START Supplied passage

While artificial intelligence was first adopted by technology businesses, statistics show that professionals are optimistic about the impact it can have in transforming the pensions industry.
In response to a survey conducted by Professional Pensions, 17 percent of respondents believe that AI will revolutionize the pensions industry a great deal, while a significant majority of 60 percent believe that AI will revolutionize the industry to some extent.
AI has the potential to help portfolio managers and administrators with risk management, client satisfaction and automating processes, along with increasing member engagement, which is often cited as a persistent and frustrating challenge to the industry. According to research by Atlas Master Trust, 72 percent of respondents do not actively engage with their workplace pension. A further white paper found that 28 percent of respondents never review their pension and try not to think about it at all. AI can offer a more engaging potential solution to this problem, by providing members with a personalized approach to communication, encouraging them to interact with their pension provider.
This article looks further into how AI can help increase member engagement and tackle this industrywide problem.
Increasing Member Engagement
There are four key ways in which AI can be harnessed to help encourage participant engagement: plan design, participant engagement tools, plan governance and investment strategy.
In terms of plan design, generative AI works best when it deals with large databases of information. Retirement plans should consider factors such as industry trends, preferred retirement lifestyle of the individual and their risk appetite. With access to an individual’s financial data, AI can help administrators create a plan specifically tailored to a person’s preference. AI can help capture and analyze information and track plan design weaknesses, which can translate to better serving a participant’s long-term interests, driving up engagement.
When looking at specific participant engagement tools, pension communications are often poorly targeted, dissuading members from interacting with their provider. AI could be used to deliver personalized communications to individuals, encouraging them to become more proactive and engaged.
AI could also be used to provide an AI-powered chatbot. This could provide tailored feedback to individuals and evolve from a reactive service, such as dealing with a person who needs assistance with a query, to being a proactive service which is updated on participant milestone such as salary raises and can offer informed advice.
Plan sponsors can harness AI to ensure they fulfill their roles efficiently and improve business processes, which in turn leads to strong plan governance. Administrative tasks such as monitoring risk and ensuring compliance could be automated and will ensure that sponsors are able to fully execute their fiduciary obligations and that participants have a positive experience with their pension providers.

END Supplied passage

Questions to answer —
1 > In the article on AI in the pensions industry, what percentage of respondents to the Atlas Master Trust research do not actively engage with their workplace pension?
2 > Continue the article on AI and pension member engagement from where it stops.

START Dataset extract

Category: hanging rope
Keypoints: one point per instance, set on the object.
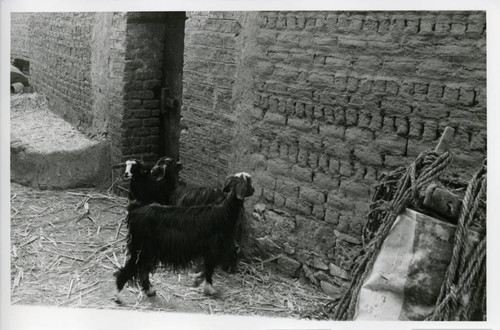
(395, 192)
(463, 292)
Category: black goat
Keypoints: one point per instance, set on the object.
(177, 192)
(144, 187)
(175, 236)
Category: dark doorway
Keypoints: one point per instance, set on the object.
(171, 96)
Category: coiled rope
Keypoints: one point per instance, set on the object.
(463, 292)
(395, 192)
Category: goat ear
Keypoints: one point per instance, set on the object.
(119, 165)
(160, 173)
(241, 188)
(250, 190)
(227, 183)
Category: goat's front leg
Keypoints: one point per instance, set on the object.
(145, 284)
(208, 272)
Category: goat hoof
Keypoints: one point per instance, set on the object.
(151, 293)
(209, 290)
(117, 299)
(197, 282)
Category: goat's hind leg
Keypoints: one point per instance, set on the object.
(123, 275)
(145, 284)
(208, 272)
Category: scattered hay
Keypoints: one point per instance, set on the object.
(66, 245)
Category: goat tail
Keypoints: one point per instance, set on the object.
(135, 204)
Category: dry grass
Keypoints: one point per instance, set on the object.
(66, 245)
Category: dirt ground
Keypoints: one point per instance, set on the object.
(64, 255)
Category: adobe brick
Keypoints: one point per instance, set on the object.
(301, 173)
(466, 96)
(332, 216)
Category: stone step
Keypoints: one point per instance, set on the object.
(49, 153)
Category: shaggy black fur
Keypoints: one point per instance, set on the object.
(143, 186)
(174, 236)
(179, 194)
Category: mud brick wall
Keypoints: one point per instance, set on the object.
(19, 38)
(100, 71)
(316, 105)
(107, 67)
(139, 124)
(207, 119)
(60, 64)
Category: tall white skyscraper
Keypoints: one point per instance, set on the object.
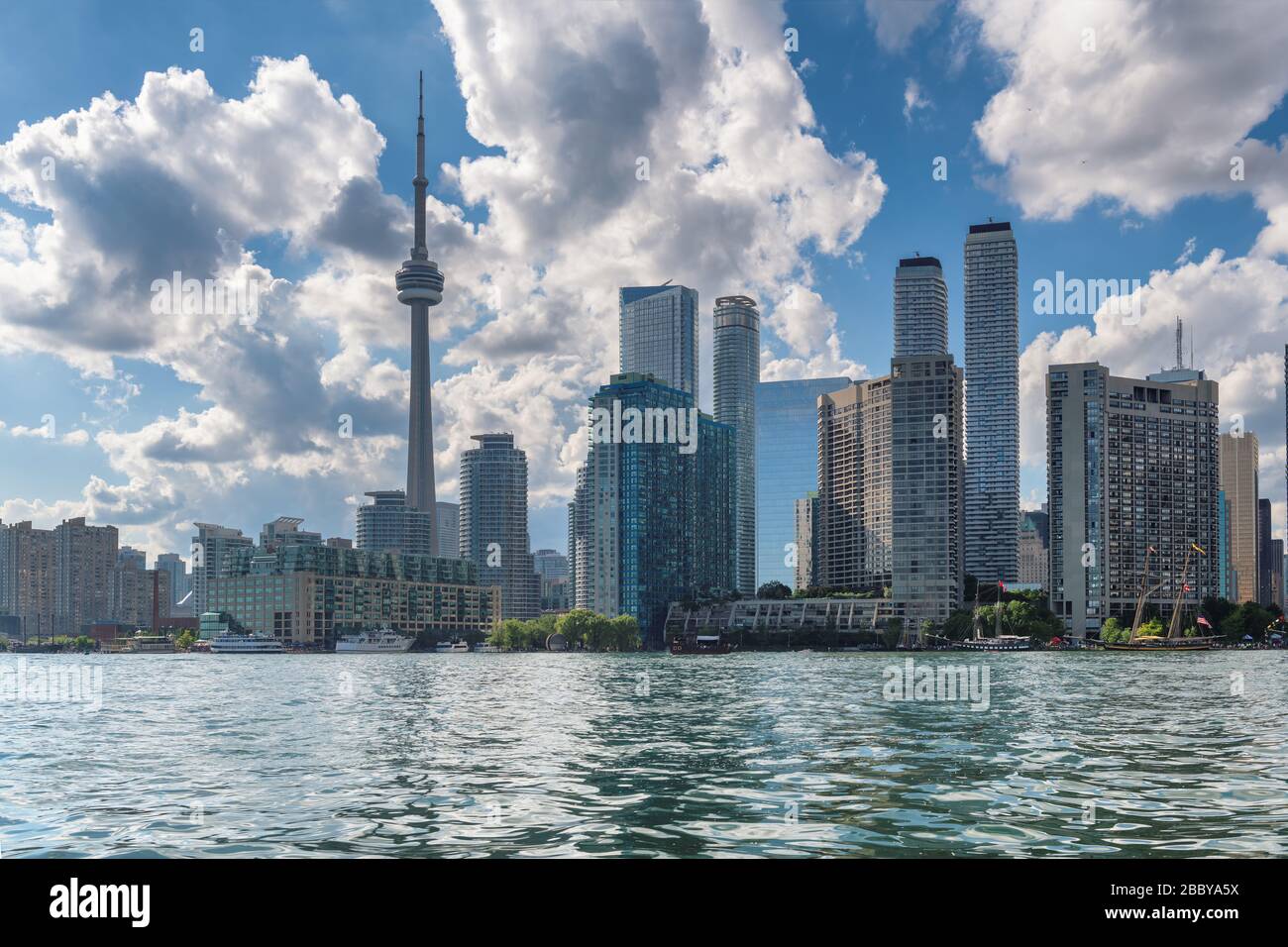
(493, 522)
(735, 342)
(919, 308)
(992, 303)
(658, 334)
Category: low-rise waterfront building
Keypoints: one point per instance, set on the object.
(309, 594)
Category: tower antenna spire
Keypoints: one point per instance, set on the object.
(420, 285)
(419, 252)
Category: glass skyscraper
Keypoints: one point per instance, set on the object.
(992, 303)
(658, 334)
(651, 523)
(735, 343)
(786, 467)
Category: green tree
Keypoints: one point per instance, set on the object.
(1113, 633)
(623, 633)
(773, 590)
(578, 624)
(1248, 618)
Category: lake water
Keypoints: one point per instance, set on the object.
(754, 754)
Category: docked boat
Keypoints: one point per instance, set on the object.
(1175, 639)
(150, 644)
(1158, 643)
(245, 644)
(999, 641)
(699, 644)
(380, 642)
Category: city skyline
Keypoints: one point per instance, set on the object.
(153, 436)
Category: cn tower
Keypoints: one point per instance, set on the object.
(420, 285)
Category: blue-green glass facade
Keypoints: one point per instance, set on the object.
(657, 518)
(786, 467)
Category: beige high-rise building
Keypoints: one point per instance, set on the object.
(1239, 457)
(27, 577)
(1034, 564)
(84, 560)
(806, 515)
(854, 499)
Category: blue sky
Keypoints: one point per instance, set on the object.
(1134, 217)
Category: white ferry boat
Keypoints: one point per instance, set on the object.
(382, 641)
(245, 644)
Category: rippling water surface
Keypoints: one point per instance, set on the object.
(648, 755)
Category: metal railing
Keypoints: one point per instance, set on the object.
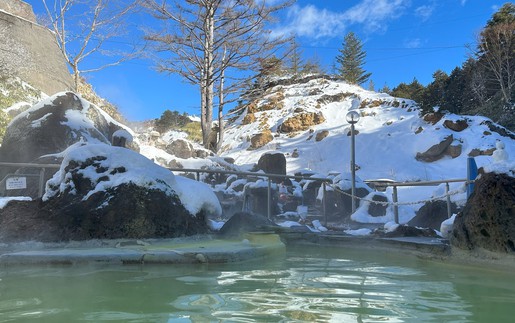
(395, 198)
(327, 181)
(268, 177)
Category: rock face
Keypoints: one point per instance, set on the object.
(488, 219)
(29, 51)
(18, 8)
(53, 125)
(321, 135)
(302, 121)
(272, 163)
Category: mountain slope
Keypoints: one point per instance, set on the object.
(391, 132)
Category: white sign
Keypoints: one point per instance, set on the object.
(16, 183)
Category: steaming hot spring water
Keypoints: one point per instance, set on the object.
(310, 284)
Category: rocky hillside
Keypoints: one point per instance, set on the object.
(305, 120)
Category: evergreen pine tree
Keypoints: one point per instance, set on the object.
(351, 60)
(295, 58)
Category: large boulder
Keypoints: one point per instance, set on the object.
(432, 214)
(273, 163)
(105, 192)
(54, 124)
(437, 151)
(302, 121)
(243, 222)
(181, 148)
(488, 219)
(261, 139)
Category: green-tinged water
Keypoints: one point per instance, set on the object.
(308, 284)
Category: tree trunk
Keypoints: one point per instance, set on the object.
(209, 77)
(220, 112)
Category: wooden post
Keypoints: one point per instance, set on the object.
(269, 198)
(395, 206)
(448, 200)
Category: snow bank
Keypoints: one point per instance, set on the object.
(123, 166)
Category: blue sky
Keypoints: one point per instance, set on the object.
(403, 39)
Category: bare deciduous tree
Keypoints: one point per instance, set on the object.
(85, 27)
(205, 40)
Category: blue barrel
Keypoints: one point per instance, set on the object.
(471, 174)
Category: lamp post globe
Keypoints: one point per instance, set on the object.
(352, 117)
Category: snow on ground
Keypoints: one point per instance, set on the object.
(386, 144)
(390, 134)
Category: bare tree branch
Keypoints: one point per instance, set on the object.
(82, 28)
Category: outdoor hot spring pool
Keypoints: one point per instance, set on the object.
(307, 284)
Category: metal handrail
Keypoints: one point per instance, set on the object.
(269, 176)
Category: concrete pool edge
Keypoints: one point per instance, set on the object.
(432, 249)
(251, 247)
(152, 251)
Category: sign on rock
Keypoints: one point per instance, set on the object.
(16, 183)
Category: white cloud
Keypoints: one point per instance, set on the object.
(312, 22)
(424, 11)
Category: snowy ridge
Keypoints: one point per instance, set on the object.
(391, 132)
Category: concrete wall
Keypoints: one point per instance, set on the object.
(30, 51)
(18, 8)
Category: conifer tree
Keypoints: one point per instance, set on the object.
(351, 59)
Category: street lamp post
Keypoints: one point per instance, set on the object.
(352, 117)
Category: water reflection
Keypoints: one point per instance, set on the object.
(305, 286)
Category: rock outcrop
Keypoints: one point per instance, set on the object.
(261, 139)
(301, 121)
(53, 125)
(431, 215)
(105, 192)
(488, 219)
(243, 222)
(273, 163)
(29, 51)
(438, 151)
(184, 149)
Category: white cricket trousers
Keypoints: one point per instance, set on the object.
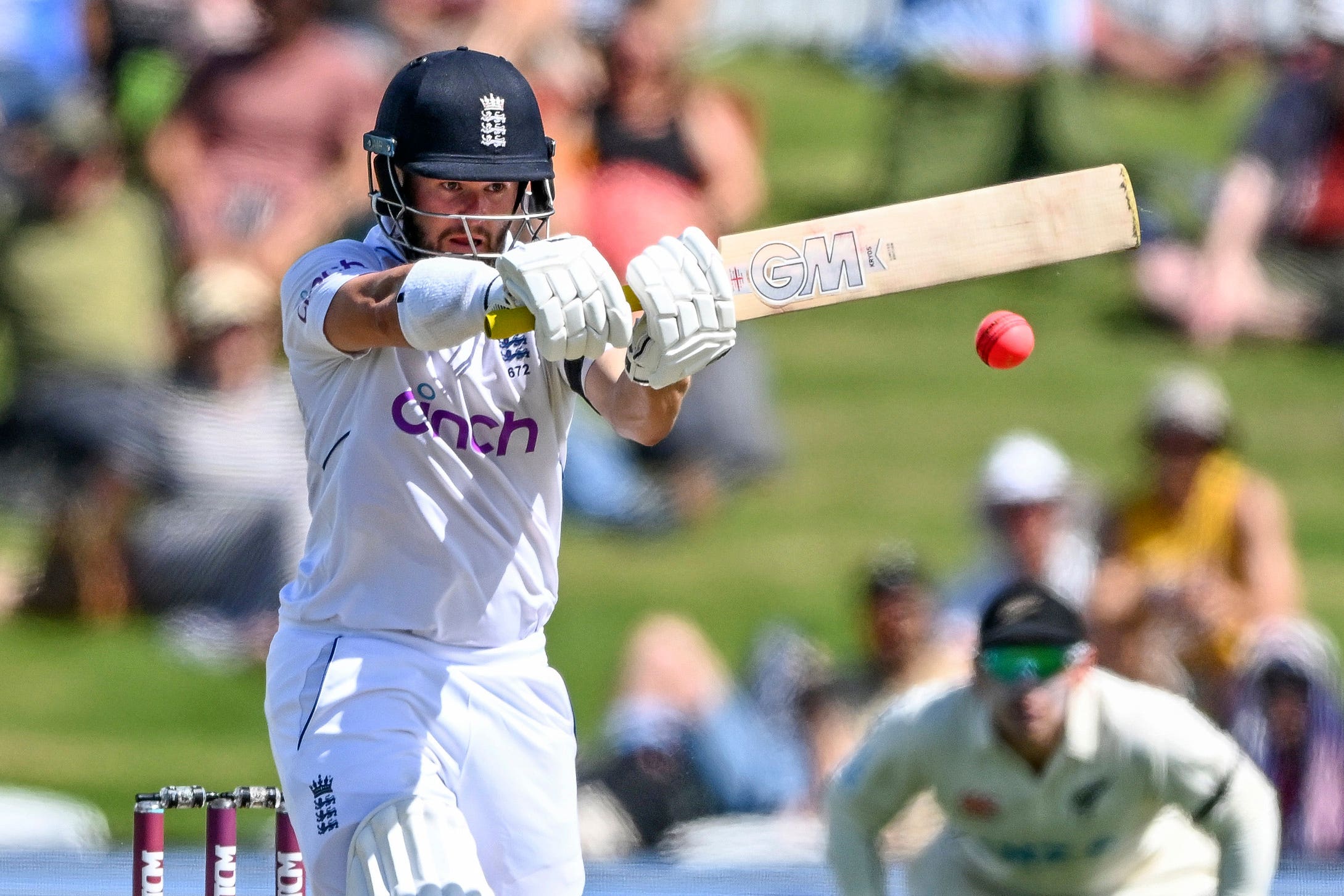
(358, 720)
(1184, 864)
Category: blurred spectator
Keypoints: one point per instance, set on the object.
(688, 742)
(1035, 527)
(675, 152)
(264, 154)
(1185, 43)
(1199, 558)
(1290, 720)
(902, 651)
(509, 28)
(975, 72)
(228, 515)
(83, 296)
(42, 55)
(144, 50)
(1272, 264)
(213, 512)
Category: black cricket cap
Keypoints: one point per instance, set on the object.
(461, 115)
(1029, 613)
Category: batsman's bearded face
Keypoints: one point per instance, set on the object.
(472, 199)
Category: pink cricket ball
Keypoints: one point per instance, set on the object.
(1004, 340)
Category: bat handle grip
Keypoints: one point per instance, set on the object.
(513, 321)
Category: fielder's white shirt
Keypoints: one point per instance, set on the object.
(433, 477)
(1076, 828)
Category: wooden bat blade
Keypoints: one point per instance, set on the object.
(920, 244)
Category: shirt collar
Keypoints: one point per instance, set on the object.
(1082, 727)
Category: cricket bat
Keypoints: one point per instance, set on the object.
(920, 244)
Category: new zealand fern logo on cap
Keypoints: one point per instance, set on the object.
(492, 121)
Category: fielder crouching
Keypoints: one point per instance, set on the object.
(1057, 779)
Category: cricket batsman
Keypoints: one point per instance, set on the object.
(424, 742)
(1055, 778)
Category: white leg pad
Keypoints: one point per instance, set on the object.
(414, 847)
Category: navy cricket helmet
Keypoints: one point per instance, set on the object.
(460, 115)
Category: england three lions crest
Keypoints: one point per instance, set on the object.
(493, 124)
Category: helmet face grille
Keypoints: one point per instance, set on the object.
(460, 116)
(530, 220)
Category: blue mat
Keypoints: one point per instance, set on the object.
(109, 875)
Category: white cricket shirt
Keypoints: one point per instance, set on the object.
(1076, 828)
(433, 477)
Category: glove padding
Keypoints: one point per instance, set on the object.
(572, 292)
(688, 316)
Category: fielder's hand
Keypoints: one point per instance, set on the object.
(688, 316)
(573, 293)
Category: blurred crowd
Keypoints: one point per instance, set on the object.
(1189, 581)
(163, 162)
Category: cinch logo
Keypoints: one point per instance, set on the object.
(463, 433)
(307, 293)
(226, 871)
(151, 872)
(781, 274)
(289, 874)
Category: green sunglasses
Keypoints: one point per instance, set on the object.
(1018, 664)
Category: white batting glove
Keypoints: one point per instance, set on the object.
(688, 316)
(572, 292)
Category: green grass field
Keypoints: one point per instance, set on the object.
(888, 413)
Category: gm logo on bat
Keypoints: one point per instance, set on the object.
(783, 273)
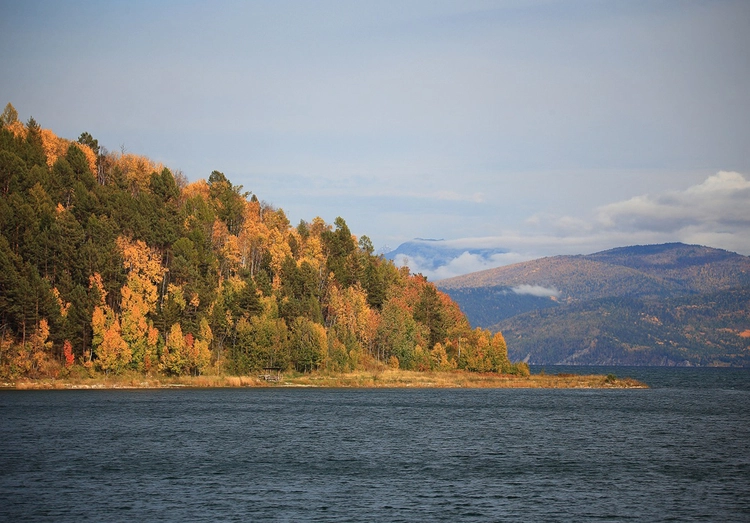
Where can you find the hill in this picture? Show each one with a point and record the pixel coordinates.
(112, 263)
(649, 305)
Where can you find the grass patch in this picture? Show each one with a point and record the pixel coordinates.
(380, 378)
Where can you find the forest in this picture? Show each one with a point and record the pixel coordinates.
(112, 263)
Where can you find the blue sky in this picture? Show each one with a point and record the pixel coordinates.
(539, 127)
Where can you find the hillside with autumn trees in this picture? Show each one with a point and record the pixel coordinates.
(112, 263)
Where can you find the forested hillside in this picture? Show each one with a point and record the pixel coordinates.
(110, 262)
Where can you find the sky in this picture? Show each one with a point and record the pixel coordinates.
(534, 127)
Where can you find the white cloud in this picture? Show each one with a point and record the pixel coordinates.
(718, 205)
(712, 213)
(537, 290)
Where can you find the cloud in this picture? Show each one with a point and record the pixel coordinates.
(713, 213)
(537, 290)
(719, 204)
(465, 263)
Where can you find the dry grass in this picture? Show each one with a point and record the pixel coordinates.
(363, 379)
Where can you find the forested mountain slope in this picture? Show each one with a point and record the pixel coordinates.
(670, 304)
(111, 263)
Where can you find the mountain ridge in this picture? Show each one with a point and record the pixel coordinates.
(618, 306)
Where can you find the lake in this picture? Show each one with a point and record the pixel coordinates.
(679, 451)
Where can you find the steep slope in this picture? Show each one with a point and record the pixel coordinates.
(706, 329)
(618, 306)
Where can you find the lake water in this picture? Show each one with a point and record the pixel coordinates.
(679, 451)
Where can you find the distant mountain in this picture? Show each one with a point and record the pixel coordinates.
(428, 254)
(670, 304)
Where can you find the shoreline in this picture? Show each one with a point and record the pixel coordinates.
(354, 380)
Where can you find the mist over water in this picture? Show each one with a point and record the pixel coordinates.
(679, 451)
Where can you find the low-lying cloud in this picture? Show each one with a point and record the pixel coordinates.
(719, 204)
(712, 213)
(537, 290)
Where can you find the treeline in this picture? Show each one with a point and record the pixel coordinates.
(110, 262)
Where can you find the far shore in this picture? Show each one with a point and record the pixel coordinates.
(361, 379)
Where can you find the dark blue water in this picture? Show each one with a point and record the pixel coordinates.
(679, 451)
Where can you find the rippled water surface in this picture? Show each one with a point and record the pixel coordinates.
(679, 451)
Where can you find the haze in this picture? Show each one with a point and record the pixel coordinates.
(538, 127)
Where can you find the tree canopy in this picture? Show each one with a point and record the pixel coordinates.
(111, 263)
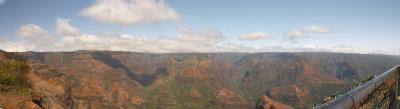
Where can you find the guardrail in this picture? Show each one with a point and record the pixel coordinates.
(379, 93)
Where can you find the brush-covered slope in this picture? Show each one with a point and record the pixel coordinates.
(105, 79)
(28, 85)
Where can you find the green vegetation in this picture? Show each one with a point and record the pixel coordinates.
(13, 75)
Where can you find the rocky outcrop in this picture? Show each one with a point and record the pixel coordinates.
(267, 103)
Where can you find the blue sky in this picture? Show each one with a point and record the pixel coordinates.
(360, 26)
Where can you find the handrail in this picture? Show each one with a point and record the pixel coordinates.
(370, 94)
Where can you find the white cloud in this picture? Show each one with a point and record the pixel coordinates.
(2, 2)
(31, 30)
(128, 12)
(186, 40)
(63, 27)
(296, 34)
(315, 28)
(255, 36)
(304, 32)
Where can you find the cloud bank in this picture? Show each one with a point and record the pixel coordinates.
(67, 37)
(255, 36)
(304, 32)
(129, 12)
(31, 30)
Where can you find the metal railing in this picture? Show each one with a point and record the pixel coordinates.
(379, 93)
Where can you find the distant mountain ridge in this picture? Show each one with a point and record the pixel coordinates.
(113, 79)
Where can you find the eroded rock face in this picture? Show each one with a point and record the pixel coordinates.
(96, 79)
(267, 103)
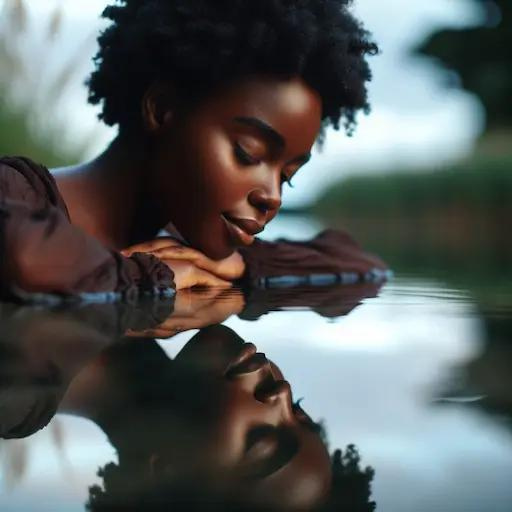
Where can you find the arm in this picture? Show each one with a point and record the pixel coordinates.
(42, 252)
(329, 258)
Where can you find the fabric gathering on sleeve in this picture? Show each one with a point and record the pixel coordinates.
(43, 255)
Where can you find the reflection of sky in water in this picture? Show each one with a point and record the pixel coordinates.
(372, 376)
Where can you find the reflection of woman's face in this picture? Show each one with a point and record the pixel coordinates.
(231, 156)
(241, 427)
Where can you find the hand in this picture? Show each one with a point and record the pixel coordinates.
(168, 249)
(195, 309)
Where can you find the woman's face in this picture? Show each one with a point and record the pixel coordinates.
(220, 168)
(241, 434)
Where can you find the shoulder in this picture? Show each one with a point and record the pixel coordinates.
(23, 179)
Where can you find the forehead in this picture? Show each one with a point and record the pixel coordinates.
(289, 106)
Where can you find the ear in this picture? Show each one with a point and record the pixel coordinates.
(155, 465)
(157, 107)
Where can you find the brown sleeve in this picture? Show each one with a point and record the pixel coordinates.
(42, 252)
(329, 258)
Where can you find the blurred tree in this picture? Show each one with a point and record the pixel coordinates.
(481, 56)
(29, 98)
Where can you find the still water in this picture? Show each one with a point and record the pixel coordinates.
(415, 374)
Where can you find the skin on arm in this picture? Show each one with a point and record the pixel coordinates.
(177, 255)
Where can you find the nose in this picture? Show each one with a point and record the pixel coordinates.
(267, 199)
(275, 392)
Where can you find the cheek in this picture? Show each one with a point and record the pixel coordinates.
(217, 175)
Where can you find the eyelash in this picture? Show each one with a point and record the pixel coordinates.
(246, 159)
(304, 418)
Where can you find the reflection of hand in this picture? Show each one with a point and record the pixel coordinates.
(190, 266)
(195, 309)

END Dataset extract

Activity answers —
1 > 72 percent

2 >
Lastly, AI can be leveraged to help individuals decide on an investment strategy. AI can customize strategies and provide more sophisticated valuation methods instead of simply offering a standard plan. For instance, AI can account for alternative asset classes such as real estate to truly create a plan based on an individual's profile and expand diversification options for participants.
All of the above ways show how AI can be used to drive up member engagement. However, there are still barriers to rolling out AI in the pensions space.
One barrier would be the availability of high-quality, accurate digitalized data. This could be a challenge for many schemes and administrators, as often pension schemes rely on legacy systems and data. There will likely need to be huge investments in systems and processes in order to ensure data is used effectively to deliver results for participants.
A further risk of using AI in the pensions sector is data protection and cybersecurity. Pension schemes hold a great deal of personal and sensitive data about members. Research indicates that U.K. pension schemes have seen the biggest increase in cybersecurity breaches, reporting a 4,000 percent rise in data breach reports to the Information Commissioner’s Office, going up from six in 2021-2022 to 246 in 2022-2023.
Despite these potential challenges, the long-term benefits of adopting AI have the potential to reshape the industry. As Maurice Speer, Mercer pension risk transfer principal in Belfast, Northern Ireland, U.K., said: “AI could help improve the member engagement problem in pensions … but with creative personalization of communications for individual circumstances and preferences, chatbots for immediate access to routine queries, and powerful predictive analysis to anticipate proactive communication and support, AI has the potential to transform member communications in the pensions industry.”